Text block |
══════════

Emancipet took in 13 cats from the municipal animal shelter in League City, a town that was hard-hit by flooding.
Kim Schoolcraft, the League City shelter's animal services manager, said her facility had taken in about 35 cats and dogs since the storm hit. A third of them had been reunited with their families, and one cat, who was brought in with facial injuries, died of hypothermia, she said.
It's been a "massive effort" to move animals to and from the facility, which has offered to house the claimed pets of displaced families for a month without charge, she said.
Friday was the first day back to work for the staff at Emancipet. When Chief Executive Amy Mills, who is based in Austin, walked in, she had tears in her eyes and hugged each worker.
"I'm so glad you're OK," she said.
As they waited for the cats to arrive, the staff traded stories about their Harvey experiences, including the tale of one employee who spent a night in her RAV4 in the middle of a flooded road.
They're all used to storm warnings on the Gulf Coast. They hadn't realized this would be a disaster.
The clinic workers considered themselves extremely lucky to have been spared flooding of their own homes and injury. But they hadn't expected to be stuck in their homes for days on end, often without electricity.
They joked about the "Hurricane Harvey diet," scrounged from whatever's left in the pantry: a can of green beans, some ravioli, crackers.

══════════

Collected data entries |
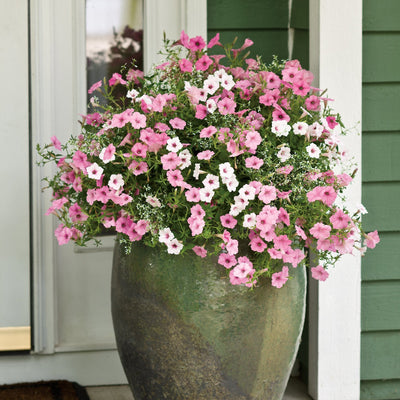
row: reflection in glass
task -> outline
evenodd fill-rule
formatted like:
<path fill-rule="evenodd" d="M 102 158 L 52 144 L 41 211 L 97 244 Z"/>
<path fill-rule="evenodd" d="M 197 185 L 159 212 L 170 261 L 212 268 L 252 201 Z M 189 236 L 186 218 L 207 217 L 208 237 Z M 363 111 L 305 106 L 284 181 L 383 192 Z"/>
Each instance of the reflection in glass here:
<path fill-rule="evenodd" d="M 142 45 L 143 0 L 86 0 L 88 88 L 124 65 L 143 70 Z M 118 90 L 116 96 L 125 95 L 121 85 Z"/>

══════════

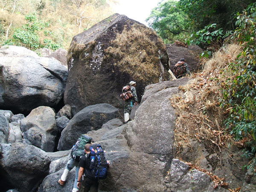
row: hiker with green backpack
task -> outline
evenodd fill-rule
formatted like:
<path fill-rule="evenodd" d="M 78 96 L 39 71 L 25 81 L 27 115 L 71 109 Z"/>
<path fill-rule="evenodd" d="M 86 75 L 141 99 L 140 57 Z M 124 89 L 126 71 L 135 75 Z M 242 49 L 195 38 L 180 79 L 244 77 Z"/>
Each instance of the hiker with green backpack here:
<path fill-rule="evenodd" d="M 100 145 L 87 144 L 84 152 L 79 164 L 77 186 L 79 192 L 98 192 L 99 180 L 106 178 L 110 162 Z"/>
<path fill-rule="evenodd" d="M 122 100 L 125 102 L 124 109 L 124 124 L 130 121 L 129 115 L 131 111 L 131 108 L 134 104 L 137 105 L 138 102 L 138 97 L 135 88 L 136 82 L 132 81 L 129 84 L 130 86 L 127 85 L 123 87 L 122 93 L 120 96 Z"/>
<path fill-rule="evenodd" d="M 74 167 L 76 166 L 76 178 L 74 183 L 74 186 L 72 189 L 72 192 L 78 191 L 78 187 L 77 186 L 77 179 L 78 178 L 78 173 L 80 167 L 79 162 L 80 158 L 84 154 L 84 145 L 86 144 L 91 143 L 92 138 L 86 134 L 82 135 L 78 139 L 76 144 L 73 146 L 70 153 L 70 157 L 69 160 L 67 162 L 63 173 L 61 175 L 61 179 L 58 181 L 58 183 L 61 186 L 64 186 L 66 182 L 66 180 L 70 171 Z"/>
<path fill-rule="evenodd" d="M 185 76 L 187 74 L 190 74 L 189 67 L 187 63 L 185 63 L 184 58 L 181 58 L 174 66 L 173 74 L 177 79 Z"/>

══════════

Tasks to perform |
1. Name every food the Emancipet story lists as part of the "Hurricane Harvey diet."
2. Write the next part of the Emancipet story, starting after its final sentence.
You won't need the rows for anything here.

Written responses |
1. A can of green beans, some ravioli, crackers

2.
Knowles, 26, the lead surgeon, said she had been at home for about four days when, on Wednesday, she looked outside and it wasn't raining.
"It was like, 'I'm going! I'm going outside!'" she said. When she got to a grocery store, there was an hourlong line out the door, and it wrapped around the entire inside of the store. She got in the line and popped down aisles as it progressed. She had a bad hankering for ice cream, and she scored some.
The others had similar experiences. Signs limiting your purchases of eggs, milk and water. The mad rush for bread.
Knowles, who moved to Houston from Florida a month ago, said she had survivor's guilt. Family and friends from across the country have called nonstop after seeing harrowing video of flooding on the news. She feels bad when she tells them she's fine, knowing so many people lost everything.
It wasn't until she saw Highway 288, her route to work, turned into a lake on live TV that it sunk in for her that she really was living in the middle of this disaster.
"The feeling you get when you watch TV and you get on Facebook and see 'Pray for Houston' and you realize that's you — it's jarring," Knowles said.
Amber Lozano, an assistant surgery technician, had been anxious, too, safe and comfortable at home but trapped by flooded roads and unable to lend a hand.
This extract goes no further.